## Begin Passage shown

Bleeding Red: A bet is a bet: Comparing Utes & Cougars

The Holy War gives birth to various bets
Some that you win, but never any regrets
I meant what I said, and I said what I meant
I honor my wagers one hundred percent

COMMENTARY — Please allow me to explain what is about to happen for the remainder of this column.

Scott Young is a former BYU football player who writes a column for St. George News entitled “Blue Blood.” The week before the rivalry game, Scott penned a column in which he referred to Utah as “the Wyoming of the Pac-12.” Scott went on to explain that “Utah is nothing more than a cream puff on the dessert tray of the Pac-12.”

In response to Scott’s endless tirade of cheap shots at the Utes, I came up with a bet: If BYU ended the season with a better record than Utah, then Scott could write a paragraph I had to include in my column, and I would get to write a paragraph for Scott’s column if the Utes ended the season with the better record. As I am sure everybody is well aware, BYU ended the regular season with an 8-4 record, while Utah only had a 5-7 record. Accordingly, this column is the chance for Scott to claim his payoff.

The problem is that Scott has bailed out on me. Two weeks ago on Monday (Nov. 18), Scott emailed me, anxious to cash in on the bet by submitting a paragraph for my column the following Monday. After exchanging additional emails, it turned out Scott was out of town, so the payoff was postponed a week to this week. The last email I received from Scott a week ago was in favor of him having a paragraph for my column this week, but ever since, it has been nothing but crickets from his side of the email, notwithstanding multiple reminders from me requesting his paragraph to insert in my column.

## End Passage shown

▸ **Problems to work on**
- a) Answer these questions from the column on the BYU–Utah bet:
(i) What is the title of the column Scott Young writes for St. George News?
(ii) What regular-season record did Utah finish with?
(iii) On what date did Scott first email about cashing in on the bet?
- b) List every line of the verse that opens the column on the BYU–Utah bet.

## Begin Dataset content

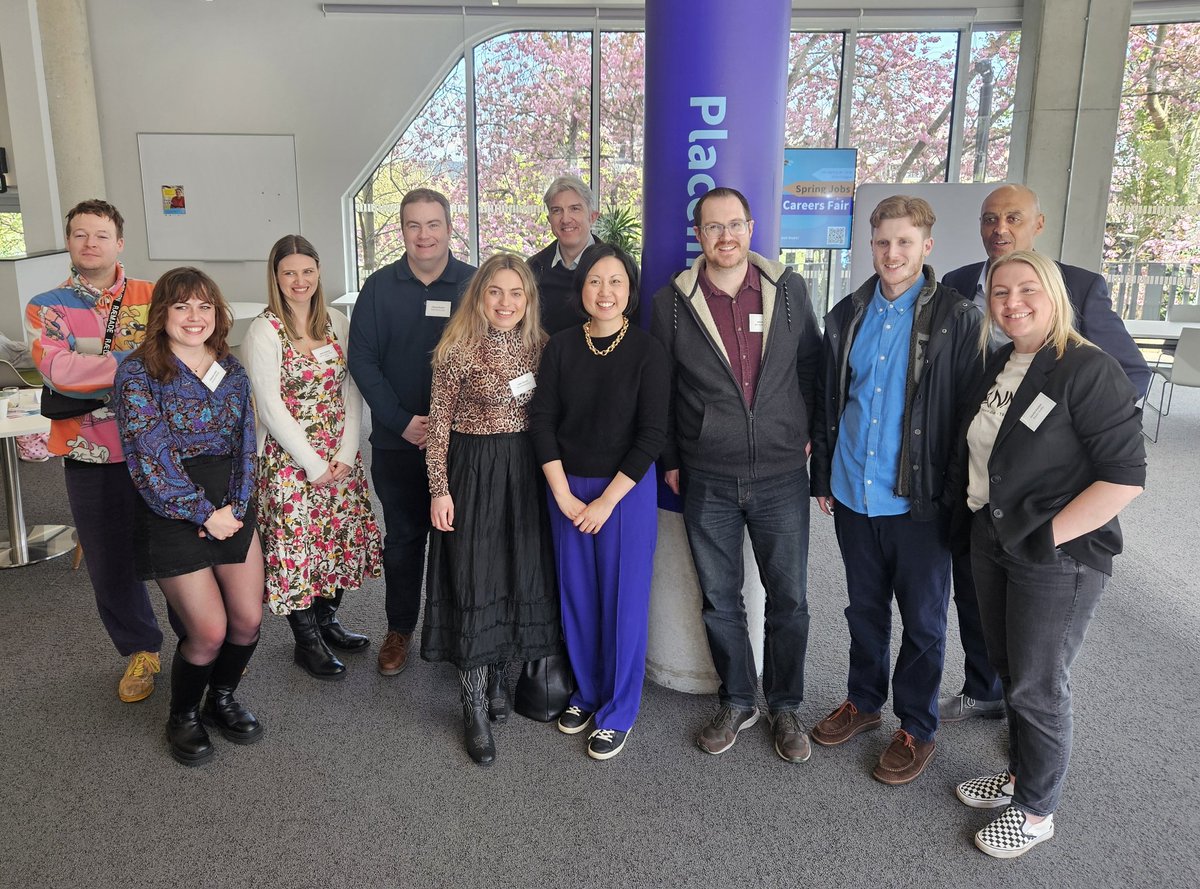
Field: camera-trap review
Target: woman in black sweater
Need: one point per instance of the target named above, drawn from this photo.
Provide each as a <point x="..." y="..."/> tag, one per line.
<point x="599" y="420"/>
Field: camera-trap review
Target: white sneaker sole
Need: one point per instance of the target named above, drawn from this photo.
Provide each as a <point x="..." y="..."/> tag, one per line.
<point x="1012" y="853"/>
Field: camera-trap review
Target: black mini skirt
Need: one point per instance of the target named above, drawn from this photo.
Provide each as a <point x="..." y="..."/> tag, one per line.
<point x="169" y="547"/>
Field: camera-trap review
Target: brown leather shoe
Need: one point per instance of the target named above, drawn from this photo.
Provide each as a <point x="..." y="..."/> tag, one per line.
<point x="904" y="760"/>
<point x="791" y="739"/>
<point x="394" y="653"/>
<point x="844" y="724"/>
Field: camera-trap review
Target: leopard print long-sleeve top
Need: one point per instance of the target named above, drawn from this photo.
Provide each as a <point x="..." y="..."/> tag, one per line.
<point x="472" y="395"/>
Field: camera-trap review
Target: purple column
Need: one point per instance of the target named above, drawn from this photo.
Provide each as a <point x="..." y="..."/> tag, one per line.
<point x="715" y="86"/>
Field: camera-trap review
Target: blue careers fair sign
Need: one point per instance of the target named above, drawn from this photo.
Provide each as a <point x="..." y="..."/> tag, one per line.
<point x="819" y="198"/>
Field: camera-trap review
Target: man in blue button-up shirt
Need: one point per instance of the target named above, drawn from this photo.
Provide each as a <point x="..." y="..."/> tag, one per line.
<point x="901" y="355"/>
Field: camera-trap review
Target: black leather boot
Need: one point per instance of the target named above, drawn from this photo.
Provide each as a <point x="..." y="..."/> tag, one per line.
<point x="499" y="703"/>
<point x="185" y="734"/>
<point x="477" y="730"/>
<point x="221" y="710"/>
<point x="331" y="630"/>
<point x="311" y="652"/>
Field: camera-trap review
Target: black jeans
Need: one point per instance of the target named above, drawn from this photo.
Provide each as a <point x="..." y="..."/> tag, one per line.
<point x="718" y="511"/>
<point x="102" y="506"/>
<point x="403" y="490"/>
<point x="1035" y="618"/>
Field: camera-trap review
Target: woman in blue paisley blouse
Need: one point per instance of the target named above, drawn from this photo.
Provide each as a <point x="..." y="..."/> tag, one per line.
<point x="187" y="428"/>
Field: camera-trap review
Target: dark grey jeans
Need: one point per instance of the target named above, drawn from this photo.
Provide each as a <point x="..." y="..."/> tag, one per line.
<point x="1035" y="618"/>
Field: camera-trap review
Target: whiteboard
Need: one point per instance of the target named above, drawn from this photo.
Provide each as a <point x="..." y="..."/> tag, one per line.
<point x="955" y="233"/>
<point x="237" y="194"/>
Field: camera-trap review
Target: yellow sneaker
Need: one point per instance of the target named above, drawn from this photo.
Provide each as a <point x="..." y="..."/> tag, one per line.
<point x="138" y="679"/>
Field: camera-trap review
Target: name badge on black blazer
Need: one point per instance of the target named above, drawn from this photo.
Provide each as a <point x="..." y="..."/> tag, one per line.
<point x="1038" y="410"/>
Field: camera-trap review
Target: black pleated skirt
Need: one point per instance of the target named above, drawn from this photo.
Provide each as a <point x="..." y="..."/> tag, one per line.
<point x="169" y="547"/>
<point x="491" y="593"/>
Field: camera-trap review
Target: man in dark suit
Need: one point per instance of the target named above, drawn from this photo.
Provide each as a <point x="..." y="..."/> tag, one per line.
<point x="1012" y="220"/>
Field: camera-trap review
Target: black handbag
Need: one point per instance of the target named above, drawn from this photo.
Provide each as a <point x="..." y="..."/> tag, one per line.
<point x="57" y="406"/>
<point x="545" y="688"/>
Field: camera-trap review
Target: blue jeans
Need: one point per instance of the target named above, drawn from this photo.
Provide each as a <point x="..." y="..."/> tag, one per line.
<point x="718" y="511"/>
<point x="1035" y="618"/>
<point x="897" y="557"/>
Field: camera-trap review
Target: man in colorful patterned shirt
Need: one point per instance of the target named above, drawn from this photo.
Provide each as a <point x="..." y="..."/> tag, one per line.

## End Dataset content

▸ **Solutions below**
- a)
(i) "Blue Blood."
(ii) 5-7.
(iii) Monday, Nov. 18.

- b)
- The Holy War gives birth to various bets
- Some that you win, but never any regrets
- I meant what I said, and I said what I meant
- I honor my wagers one hundred percent